═══ Data supplied ═══

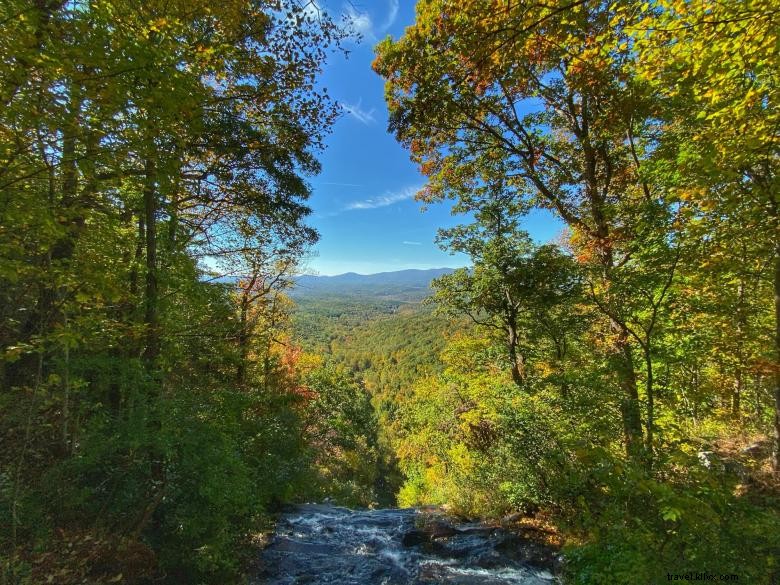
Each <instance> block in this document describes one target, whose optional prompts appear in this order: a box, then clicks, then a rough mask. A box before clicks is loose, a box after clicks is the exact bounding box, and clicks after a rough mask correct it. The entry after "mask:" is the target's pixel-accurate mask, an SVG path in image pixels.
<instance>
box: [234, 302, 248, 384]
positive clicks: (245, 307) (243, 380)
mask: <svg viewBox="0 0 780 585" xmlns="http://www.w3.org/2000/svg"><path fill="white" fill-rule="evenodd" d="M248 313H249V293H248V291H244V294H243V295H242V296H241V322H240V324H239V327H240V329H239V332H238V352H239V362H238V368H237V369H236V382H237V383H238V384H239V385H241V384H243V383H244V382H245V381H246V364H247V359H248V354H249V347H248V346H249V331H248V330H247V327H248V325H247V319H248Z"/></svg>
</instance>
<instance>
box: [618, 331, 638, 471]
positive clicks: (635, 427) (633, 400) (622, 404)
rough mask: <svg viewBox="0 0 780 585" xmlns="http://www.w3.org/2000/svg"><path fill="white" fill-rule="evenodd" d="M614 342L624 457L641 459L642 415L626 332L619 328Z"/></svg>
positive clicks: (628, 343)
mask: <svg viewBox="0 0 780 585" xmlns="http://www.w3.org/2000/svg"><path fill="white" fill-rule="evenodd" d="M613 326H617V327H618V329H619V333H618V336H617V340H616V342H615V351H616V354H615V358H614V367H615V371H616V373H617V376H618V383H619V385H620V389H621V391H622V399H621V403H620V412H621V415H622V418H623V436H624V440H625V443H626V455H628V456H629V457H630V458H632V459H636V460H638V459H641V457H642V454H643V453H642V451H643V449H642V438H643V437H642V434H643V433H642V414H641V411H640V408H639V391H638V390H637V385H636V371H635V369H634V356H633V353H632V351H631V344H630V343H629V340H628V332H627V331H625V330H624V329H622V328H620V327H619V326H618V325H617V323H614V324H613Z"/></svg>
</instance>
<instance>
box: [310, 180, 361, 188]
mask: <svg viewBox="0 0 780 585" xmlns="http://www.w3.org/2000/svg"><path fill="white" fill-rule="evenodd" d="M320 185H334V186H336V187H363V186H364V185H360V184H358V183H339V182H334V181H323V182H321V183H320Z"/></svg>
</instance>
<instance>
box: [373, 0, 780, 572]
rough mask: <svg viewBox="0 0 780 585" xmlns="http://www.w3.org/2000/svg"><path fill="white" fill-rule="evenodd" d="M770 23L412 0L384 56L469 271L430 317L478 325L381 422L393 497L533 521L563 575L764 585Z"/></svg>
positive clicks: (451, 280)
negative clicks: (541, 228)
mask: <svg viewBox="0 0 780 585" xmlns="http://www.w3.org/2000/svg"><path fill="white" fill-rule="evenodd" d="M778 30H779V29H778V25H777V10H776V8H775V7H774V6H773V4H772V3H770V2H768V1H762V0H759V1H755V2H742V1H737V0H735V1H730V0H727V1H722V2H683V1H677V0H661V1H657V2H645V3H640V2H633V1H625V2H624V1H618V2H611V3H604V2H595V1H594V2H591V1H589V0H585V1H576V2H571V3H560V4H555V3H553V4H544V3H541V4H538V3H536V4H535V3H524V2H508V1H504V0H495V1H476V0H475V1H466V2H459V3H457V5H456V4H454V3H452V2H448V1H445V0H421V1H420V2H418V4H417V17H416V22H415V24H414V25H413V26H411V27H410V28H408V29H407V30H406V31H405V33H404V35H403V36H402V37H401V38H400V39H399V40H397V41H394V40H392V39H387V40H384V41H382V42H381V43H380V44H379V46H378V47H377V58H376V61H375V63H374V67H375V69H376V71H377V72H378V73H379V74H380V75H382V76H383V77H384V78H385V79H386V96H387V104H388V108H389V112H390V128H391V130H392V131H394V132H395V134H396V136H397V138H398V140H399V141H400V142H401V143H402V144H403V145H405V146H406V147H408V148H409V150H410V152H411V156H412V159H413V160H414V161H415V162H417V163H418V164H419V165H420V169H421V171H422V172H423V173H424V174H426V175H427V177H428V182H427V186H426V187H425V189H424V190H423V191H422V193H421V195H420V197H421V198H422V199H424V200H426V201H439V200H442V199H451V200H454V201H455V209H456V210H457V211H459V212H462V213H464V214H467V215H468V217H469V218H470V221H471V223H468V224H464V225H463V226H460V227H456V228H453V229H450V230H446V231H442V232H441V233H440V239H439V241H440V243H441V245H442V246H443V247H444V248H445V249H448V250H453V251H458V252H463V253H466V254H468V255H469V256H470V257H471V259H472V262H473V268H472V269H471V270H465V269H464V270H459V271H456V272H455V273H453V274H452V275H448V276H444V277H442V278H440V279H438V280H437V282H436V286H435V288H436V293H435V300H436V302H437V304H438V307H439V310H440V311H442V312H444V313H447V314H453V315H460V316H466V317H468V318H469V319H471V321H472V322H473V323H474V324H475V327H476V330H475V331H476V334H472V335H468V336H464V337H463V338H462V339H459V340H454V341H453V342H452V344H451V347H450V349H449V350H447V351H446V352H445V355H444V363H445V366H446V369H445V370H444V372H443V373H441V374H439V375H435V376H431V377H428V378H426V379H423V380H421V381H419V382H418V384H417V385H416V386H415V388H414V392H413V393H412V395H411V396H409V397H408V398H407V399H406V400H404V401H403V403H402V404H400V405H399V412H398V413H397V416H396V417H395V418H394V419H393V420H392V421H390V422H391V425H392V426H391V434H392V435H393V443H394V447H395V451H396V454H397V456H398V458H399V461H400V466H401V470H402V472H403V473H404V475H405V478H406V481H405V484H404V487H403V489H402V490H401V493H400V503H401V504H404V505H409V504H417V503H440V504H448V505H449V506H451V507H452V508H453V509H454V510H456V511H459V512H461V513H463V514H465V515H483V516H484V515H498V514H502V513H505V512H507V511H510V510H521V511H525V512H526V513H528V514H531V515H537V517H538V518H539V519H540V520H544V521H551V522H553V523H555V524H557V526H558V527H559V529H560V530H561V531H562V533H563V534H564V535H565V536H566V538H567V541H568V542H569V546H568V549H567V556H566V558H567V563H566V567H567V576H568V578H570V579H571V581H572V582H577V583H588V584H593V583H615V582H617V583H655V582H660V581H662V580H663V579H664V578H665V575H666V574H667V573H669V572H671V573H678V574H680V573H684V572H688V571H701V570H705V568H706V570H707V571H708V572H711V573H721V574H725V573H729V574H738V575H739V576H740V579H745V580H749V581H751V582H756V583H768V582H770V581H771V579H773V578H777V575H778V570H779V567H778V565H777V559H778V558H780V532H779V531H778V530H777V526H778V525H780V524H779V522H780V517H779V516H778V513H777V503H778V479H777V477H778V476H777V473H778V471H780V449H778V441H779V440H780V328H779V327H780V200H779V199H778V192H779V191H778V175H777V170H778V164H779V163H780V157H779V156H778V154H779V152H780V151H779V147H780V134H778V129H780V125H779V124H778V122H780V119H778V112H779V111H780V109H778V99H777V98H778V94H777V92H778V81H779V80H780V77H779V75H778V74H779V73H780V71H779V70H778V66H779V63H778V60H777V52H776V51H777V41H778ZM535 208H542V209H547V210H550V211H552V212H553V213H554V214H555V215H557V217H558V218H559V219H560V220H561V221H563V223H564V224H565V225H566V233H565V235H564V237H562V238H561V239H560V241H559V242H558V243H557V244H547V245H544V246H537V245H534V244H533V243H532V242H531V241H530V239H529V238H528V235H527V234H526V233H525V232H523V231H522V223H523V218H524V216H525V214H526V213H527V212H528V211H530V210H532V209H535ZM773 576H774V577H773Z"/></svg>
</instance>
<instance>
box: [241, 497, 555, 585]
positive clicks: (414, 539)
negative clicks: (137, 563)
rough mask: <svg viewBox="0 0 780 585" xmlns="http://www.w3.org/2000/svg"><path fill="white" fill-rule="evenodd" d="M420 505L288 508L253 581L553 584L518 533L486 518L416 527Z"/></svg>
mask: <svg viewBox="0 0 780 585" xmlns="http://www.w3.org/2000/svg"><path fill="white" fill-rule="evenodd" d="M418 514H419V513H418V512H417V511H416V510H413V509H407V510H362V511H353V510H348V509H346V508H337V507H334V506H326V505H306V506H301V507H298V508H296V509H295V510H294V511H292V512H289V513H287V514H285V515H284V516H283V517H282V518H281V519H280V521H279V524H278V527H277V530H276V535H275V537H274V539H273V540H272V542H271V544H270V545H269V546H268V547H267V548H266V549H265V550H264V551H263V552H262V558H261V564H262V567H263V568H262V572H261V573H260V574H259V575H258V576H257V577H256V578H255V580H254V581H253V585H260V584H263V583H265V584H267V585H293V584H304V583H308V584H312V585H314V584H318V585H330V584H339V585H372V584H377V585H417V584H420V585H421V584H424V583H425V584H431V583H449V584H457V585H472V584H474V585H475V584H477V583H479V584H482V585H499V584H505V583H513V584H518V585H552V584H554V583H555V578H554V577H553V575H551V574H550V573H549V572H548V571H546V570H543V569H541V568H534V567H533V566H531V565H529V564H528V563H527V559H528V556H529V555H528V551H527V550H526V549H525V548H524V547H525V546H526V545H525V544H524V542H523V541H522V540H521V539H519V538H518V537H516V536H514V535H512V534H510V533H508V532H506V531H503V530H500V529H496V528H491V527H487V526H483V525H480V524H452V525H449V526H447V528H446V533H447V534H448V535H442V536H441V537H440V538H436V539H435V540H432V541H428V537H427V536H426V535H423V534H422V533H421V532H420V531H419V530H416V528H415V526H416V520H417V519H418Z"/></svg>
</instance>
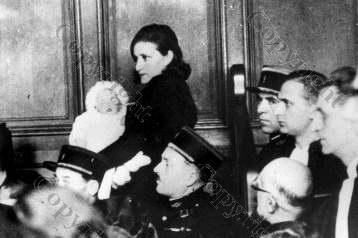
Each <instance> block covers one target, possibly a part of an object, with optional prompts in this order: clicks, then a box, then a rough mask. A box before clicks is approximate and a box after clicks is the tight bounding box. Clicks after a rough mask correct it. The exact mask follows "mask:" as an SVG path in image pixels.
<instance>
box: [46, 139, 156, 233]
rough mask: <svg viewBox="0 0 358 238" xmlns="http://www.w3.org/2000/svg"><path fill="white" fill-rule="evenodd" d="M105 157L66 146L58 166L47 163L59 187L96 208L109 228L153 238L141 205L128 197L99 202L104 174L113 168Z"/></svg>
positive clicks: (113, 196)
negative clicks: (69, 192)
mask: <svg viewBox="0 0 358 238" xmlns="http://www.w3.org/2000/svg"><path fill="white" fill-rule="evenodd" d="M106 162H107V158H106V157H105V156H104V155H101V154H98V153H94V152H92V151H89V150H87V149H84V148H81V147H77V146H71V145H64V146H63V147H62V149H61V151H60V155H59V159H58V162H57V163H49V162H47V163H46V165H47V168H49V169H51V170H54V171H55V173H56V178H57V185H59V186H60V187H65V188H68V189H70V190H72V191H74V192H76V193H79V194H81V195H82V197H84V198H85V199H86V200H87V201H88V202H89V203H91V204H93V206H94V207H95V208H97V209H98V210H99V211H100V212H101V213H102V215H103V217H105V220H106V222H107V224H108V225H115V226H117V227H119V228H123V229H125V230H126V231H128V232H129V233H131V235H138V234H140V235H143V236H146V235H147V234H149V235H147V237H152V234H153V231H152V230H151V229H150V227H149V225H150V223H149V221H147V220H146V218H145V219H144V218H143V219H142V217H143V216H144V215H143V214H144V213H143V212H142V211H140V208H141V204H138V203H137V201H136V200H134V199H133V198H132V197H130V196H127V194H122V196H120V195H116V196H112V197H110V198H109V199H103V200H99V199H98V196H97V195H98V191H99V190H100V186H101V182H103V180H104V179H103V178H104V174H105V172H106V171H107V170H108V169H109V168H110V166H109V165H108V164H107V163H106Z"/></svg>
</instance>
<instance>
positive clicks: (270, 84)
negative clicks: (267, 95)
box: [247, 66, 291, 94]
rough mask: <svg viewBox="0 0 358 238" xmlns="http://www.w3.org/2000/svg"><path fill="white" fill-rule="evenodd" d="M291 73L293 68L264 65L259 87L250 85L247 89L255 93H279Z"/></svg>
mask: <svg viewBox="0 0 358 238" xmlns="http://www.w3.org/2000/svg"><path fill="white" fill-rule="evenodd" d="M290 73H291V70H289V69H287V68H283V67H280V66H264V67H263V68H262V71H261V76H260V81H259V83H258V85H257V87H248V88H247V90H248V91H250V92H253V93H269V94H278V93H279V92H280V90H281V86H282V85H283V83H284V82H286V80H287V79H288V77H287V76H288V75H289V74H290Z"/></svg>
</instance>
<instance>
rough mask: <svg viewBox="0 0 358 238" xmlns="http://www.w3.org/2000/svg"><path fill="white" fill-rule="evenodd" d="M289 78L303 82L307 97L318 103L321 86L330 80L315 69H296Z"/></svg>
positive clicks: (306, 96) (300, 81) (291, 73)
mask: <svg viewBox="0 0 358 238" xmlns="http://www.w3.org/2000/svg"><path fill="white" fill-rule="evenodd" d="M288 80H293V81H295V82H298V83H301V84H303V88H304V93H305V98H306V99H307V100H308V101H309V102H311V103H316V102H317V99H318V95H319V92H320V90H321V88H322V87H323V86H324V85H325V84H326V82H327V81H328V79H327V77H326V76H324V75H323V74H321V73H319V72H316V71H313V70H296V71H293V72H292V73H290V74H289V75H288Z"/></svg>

═══

**Task to complete:** Restate word for word only the lines above from the line containing "box: [247, 66, 291, 94]" to the line containing "78L303 82L307 97L318", both of them included.

**Solution to this exercise:**
box: [247, 66, 291, 94]
rough mask: <svg viewBox="0 0 358 238" xmlns="http://www.w3.org/2000/svg"><path fill="white" fill-rule="evenodd" d="M291 73L293 68L264 65L259 87L250 85L247 89L255 93H279Z"/></svg>
mask: <svg viewBox="0 0 358 238" xmlns="http://www.w3.org/2000/svg"><path fill="white" fill-rule="evenodd" d="M290 73H291V70H289V69H287V68H283V67H280V66H264V67H263V68H262V71H261V76H260V81H259V83H258V85H257V87H248V88H247V90H248V91H250V92H253V93H269V94H278V93H279V92H280V90H281V86H282V85H283V83H284V82H286V80H287V79H288V77H287V76H288V75H289V74H290Z"/></svg>
</instance>
<instance>
rough mask: <svg viewBox="0 0 358 238" xmlns="http://www.w3.org/2000/svg"><path fill="white" fill-rule="evenodd" d="M289 78L303 82L307 97L318 103L321 86L330 80L315 69H296Z"/></svg>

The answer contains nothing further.